**RAW RECORDS**
* * * * * * *

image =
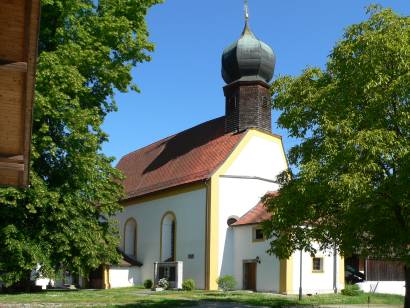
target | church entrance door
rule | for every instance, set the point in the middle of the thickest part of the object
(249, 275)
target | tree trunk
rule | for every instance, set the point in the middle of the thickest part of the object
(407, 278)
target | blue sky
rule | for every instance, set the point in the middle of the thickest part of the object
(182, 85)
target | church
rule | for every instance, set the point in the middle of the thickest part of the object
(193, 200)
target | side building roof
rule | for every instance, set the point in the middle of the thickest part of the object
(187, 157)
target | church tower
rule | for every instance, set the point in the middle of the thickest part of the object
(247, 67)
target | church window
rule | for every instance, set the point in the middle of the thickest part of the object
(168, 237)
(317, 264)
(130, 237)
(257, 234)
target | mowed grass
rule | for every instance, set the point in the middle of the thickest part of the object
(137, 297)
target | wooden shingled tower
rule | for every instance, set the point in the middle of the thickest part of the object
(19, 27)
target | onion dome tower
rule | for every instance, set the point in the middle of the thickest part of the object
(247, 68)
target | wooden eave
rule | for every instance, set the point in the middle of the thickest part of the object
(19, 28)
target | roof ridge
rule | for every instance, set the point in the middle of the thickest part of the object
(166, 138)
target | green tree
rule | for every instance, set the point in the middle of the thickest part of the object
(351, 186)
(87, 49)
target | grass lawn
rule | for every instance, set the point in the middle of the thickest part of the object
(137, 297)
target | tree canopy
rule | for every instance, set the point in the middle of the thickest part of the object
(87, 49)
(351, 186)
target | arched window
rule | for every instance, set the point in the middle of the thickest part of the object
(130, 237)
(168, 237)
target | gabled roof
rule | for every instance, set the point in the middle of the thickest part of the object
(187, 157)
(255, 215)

* * * * * * *

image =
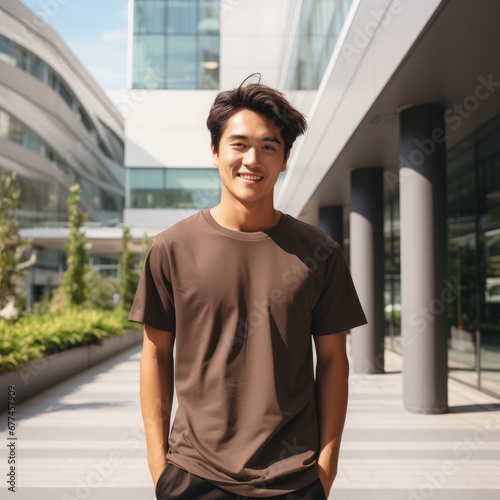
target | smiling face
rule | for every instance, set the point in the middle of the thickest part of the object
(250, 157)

* * * * * * *

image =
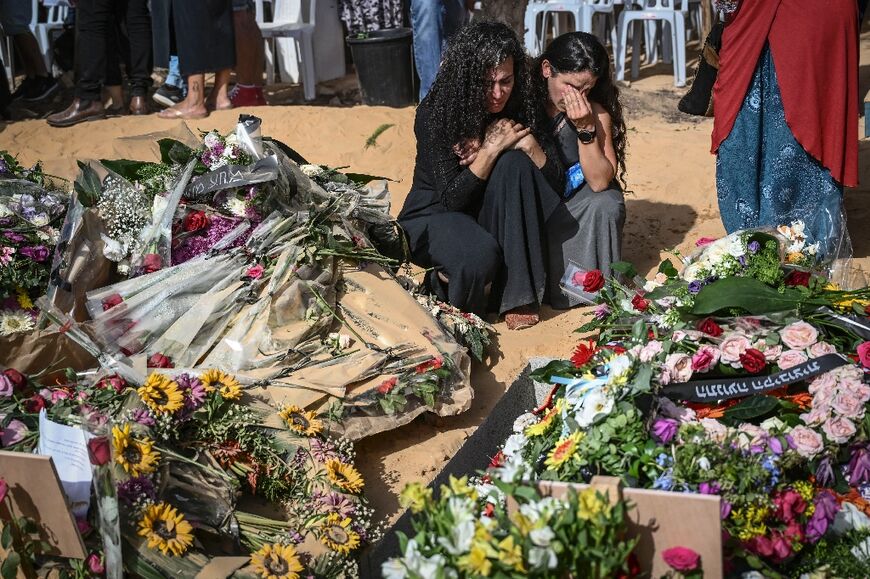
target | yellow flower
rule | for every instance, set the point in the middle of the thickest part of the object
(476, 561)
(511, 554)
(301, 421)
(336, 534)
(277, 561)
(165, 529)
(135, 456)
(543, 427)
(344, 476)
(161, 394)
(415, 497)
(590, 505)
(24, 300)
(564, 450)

* * * * * * *

**TASK OBJECTIVE**
Pick out every row above that contains the word "window" and copy each one.

**TASK RESULT**
target | church window
target | arched window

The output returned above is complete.